- **To be done**
Copy the passage of the theater review from "Abortion is the subject" up to and including "all a mess’.", reproducing every word and punctuation mark without alteration.

- **Selected text**
The story revolves around Marysia, who becomes pregnant as a teenager after being raped and whose secret abortion is performed by gynecologist and family friend Jan. She ends up working for and sleeping with Jan before visiting his son Piotr studying in London and falling in love with him. It is occasionally absurd and surreal (including Maryisa imagining herself as the Virgin Mary), there’s a lot of alcohol induced falling about and a cake with a baby on top I was forever in fear would be crushed.

It moves back and forth in time over 20+ years from when Marysia is 4 to her 20’s and moves from Warsaw to London, but is mostly set in the small Polish town of Niepokalanow on the Feast of the Assumption of the Virgin Mary. Church music is playing before we enter the space, which is laid out like a church with a central aisle and a recessed cross at one end in Max Jones clever design.

Abortion is the subject of Anna Wakulik’s play, translated by Catherine Grosvenor. It was legal in Poland under communism, despite its Catholicism, but abortions weren’t very acceptable or open. They are ironically illegal in democratic Poland but are performed (at great expense) by doctors like Jan who sees the gravy train as soon as the law is passed. The trouble is, it’s not clear what she’s trying to say about it except ‘this is all a mess’.

Sinead Matthews, Max Bennett and Owen Teale do their best, but it just isn’t a good enough play to engage or satisfy and Caroline Stienbeis’ dated staging compounds the issue.

- **Dataset**

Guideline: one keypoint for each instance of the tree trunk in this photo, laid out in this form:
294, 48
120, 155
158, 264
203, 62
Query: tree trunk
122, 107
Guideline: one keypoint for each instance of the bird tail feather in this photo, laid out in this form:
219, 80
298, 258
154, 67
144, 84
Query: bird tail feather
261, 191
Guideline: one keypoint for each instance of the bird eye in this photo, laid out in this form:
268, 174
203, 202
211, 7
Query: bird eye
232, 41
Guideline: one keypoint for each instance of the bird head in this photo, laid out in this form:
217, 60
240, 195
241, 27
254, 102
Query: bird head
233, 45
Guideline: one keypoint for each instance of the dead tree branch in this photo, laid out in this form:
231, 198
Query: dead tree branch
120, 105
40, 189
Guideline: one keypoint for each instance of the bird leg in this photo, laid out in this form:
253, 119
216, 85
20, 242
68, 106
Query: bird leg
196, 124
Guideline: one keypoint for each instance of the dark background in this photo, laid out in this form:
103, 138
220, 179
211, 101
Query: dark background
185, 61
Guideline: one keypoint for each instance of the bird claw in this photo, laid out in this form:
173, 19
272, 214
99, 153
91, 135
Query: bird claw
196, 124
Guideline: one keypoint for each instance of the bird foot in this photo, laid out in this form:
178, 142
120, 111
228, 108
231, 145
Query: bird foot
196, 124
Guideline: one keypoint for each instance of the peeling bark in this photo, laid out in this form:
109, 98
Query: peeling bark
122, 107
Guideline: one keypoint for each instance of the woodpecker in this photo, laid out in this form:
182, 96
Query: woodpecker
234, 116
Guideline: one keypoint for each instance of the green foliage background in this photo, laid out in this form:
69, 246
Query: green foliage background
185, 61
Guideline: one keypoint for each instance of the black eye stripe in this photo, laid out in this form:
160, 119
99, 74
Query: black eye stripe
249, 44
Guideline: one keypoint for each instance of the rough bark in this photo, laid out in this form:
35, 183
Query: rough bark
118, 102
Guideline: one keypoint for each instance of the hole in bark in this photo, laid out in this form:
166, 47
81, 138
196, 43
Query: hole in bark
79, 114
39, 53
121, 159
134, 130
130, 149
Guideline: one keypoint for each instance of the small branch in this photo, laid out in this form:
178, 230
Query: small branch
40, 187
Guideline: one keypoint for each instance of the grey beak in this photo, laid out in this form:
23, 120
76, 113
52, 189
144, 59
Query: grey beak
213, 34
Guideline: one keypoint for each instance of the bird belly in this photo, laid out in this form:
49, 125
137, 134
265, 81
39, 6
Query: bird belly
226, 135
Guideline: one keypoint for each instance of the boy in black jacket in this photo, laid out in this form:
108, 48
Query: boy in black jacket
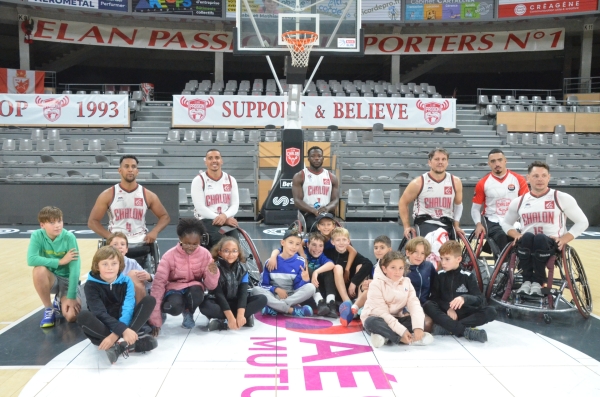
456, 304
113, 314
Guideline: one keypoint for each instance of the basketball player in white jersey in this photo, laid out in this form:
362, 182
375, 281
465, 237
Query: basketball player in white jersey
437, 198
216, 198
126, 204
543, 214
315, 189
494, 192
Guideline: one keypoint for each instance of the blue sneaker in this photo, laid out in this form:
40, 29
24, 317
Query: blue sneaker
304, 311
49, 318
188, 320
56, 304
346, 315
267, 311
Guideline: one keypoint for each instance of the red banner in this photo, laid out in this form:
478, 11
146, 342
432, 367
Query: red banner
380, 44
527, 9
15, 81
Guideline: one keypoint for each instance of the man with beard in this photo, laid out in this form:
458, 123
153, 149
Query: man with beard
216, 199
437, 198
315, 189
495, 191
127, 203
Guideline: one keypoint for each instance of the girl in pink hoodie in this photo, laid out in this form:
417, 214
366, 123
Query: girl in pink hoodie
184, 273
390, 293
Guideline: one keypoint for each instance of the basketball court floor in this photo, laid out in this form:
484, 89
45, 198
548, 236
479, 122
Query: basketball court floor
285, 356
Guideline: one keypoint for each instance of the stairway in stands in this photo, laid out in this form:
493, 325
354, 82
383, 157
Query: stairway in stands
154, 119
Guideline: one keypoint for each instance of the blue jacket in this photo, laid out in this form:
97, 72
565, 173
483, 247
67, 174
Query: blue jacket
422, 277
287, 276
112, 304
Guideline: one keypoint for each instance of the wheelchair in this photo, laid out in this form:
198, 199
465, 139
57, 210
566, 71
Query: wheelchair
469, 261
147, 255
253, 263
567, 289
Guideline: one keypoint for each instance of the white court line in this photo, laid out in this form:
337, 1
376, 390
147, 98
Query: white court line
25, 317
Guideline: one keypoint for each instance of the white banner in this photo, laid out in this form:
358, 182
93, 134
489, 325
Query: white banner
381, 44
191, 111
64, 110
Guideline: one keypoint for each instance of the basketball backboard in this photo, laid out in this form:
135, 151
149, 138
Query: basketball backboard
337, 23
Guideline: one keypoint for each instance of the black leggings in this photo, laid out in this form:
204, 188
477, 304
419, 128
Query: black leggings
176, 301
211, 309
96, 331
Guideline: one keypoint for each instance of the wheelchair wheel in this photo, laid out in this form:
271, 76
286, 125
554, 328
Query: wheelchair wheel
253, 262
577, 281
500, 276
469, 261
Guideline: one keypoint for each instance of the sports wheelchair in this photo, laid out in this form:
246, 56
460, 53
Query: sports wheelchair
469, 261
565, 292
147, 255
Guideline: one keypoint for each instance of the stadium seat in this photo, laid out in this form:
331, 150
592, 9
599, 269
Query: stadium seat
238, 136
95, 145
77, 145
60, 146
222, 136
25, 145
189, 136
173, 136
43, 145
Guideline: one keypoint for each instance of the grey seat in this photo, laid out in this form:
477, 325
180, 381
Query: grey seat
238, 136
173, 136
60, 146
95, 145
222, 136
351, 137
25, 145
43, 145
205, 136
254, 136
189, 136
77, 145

---

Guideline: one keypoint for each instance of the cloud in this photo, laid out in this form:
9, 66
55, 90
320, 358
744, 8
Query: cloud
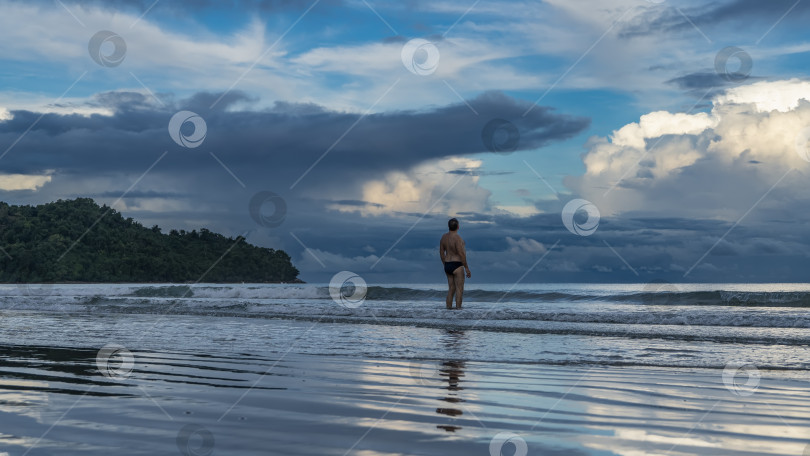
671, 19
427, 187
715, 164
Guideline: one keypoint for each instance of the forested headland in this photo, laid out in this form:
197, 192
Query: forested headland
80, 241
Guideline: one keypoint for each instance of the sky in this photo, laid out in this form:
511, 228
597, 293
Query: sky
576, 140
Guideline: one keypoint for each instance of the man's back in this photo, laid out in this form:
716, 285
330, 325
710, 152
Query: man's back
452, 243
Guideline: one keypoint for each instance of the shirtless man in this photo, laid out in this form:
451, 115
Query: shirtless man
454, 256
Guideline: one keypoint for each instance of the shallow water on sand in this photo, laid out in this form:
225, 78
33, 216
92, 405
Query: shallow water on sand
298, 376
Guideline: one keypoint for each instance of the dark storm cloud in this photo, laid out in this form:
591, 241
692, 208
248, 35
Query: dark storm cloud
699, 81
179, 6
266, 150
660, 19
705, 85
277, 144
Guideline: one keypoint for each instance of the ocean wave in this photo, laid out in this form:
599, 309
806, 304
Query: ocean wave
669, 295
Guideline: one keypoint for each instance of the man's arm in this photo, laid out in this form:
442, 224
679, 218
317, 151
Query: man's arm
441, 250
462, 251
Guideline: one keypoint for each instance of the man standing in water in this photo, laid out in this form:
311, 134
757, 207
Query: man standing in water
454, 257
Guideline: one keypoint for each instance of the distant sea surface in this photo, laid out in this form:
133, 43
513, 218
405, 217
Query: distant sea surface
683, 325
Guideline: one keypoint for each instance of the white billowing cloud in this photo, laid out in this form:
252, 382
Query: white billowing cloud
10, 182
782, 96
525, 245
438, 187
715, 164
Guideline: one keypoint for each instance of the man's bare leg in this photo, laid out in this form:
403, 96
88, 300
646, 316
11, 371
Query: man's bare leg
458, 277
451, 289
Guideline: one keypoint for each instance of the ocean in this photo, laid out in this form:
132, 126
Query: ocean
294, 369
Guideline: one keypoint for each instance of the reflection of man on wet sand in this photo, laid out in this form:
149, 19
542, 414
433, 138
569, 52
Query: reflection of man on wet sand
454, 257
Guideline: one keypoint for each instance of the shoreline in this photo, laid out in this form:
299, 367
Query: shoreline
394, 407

==

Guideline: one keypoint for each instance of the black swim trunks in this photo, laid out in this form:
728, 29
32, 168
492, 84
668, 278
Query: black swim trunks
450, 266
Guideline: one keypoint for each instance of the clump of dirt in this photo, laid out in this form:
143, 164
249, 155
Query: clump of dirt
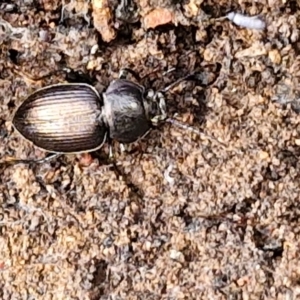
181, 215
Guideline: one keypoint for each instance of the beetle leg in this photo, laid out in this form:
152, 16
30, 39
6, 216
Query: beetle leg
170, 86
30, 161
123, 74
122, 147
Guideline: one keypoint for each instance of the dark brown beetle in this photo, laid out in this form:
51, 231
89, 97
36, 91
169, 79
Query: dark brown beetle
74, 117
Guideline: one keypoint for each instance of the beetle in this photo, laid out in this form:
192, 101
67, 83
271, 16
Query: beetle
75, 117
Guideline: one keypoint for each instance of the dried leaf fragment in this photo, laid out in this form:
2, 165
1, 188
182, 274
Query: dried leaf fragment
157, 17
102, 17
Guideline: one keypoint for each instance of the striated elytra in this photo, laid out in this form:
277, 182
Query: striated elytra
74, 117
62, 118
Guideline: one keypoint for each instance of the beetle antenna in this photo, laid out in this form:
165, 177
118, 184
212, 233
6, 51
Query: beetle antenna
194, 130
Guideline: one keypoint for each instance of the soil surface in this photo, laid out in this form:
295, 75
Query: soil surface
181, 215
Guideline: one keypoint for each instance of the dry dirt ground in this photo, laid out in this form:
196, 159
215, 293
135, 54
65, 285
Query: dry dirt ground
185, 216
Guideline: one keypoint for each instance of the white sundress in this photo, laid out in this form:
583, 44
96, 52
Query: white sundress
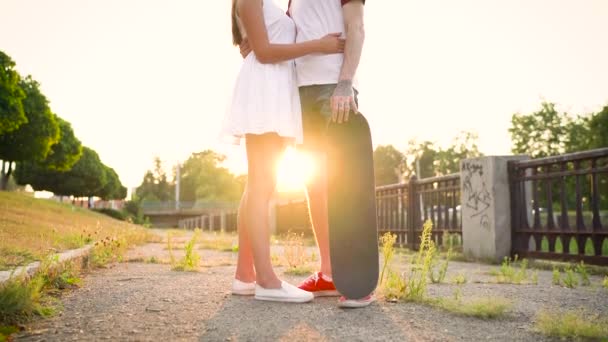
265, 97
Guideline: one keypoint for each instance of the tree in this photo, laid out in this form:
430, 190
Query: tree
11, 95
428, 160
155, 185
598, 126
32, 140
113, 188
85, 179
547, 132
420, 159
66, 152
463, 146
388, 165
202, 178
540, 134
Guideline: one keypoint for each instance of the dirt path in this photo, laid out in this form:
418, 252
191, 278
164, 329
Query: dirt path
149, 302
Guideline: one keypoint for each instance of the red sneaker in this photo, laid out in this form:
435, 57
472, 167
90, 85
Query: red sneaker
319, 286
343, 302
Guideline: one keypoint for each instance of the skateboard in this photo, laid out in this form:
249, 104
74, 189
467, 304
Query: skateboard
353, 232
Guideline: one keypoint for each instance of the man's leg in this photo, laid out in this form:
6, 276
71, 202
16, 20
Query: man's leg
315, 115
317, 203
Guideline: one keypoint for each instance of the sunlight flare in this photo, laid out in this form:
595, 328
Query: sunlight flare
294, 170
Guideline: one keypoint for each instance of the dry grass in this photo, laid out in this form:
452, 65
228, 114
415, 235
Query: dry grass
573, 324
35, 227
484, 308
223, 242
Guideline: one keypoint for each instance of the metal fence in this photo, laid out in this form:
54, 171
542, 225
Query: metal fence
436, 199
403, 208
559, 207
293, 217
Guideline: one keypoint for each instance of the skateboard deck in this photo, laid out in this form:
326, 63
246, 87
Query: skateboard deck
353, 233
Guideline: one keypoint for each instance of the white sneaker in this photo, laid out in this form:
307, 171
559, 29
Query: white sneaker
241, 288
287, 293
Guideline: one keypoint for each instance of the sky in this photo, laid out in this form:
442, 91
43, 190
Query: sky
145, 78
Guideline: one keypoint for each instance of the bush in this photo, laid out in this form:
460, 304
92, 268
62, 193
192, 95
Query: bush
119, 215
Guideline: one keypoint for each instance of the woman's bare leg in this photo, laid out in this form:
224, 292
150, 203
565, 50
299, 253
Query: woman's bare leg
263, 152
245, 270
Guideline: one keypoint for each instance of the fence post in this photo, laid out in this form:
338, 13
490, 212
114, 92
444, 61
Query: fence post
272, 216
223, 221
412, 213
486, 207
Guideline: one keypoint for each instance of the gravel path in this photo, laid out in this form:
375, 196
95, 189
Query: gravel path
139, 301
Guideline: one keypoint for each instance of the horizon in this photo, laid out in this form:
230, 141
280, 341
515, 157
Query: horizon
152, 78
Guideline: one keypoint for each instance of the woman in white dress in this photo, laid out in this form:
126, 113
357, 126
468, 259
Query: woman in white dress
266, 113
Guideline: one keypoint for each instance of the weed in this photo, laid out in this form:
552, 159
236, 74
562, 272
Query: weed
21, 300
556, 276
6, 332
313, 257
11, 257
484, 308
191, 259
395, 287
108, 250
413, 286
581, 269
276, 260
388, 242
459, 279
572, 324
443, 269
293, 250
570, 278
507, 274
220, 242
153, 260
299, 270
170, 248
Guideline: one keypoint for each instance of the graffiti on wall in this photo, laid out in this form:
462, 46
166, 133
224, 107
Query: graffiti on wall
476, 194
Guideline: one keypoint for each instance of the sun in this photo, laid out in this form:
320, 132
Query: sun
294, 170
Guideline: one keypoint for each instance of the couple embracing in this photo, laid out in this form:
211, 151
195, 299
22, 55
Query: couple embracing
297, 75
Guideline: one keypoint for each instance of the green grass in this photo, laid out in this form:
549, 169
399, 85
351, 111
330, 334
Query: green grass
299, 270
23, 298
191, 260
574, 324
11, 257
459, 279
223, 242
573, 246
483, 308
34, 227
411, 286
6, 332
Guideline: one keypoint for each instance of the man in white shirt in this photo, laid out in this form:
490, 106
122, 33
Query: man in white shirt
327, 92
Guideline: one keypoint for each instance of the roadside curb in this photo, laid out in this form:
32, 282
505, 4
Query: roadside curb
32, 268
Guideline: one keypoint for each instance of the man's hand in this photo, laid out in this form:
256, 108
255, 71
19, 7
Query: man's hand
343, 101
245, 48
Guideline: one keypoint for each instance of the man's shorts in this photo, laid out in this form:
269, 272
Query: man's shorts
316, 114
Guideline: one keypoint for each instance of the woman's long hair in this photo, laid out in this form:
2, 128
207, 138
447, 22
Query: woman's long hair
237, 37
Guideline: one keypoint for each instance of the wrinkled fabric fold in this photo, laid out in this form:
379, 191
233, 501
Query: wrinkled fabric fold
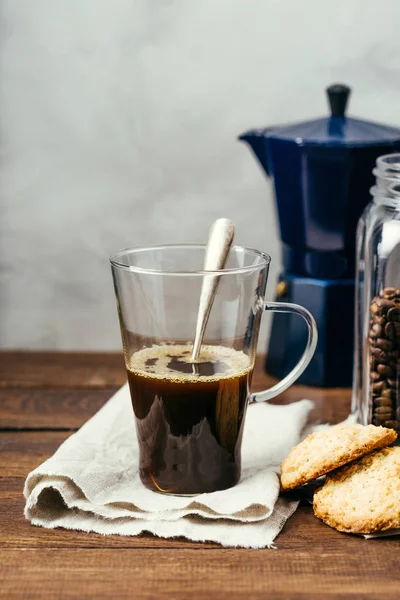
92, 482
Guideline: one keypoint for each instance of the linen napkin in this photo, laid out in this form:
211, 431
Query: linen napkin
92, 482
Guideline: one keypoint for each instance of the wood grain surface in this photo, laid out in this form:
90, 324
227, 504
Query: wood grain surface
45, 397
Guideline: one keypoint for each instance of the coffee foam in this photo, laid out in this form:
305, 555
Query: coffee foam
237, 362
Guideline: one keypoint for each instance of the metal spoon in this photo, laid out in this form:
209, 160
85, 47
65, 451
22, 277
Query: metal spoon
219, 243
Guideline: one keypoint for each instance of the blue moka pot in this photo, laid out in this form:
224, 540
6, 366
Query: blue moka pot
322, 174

- **Complete answer**
Abortion is the subject of Anna Wakulik’s play, translated by Catherine Grosvenor. It was legal in Poland under communism, despite its Catholicism, but abortions weren’t very acceptable or open. They are ironically illegal in democratic Poland but are performed (at great expense) by doctors like Jan who sees the gravy train as soon as the law is passed. The trouble is, it’s not clear what she’s trying to say about it except ‘this is all a mess’.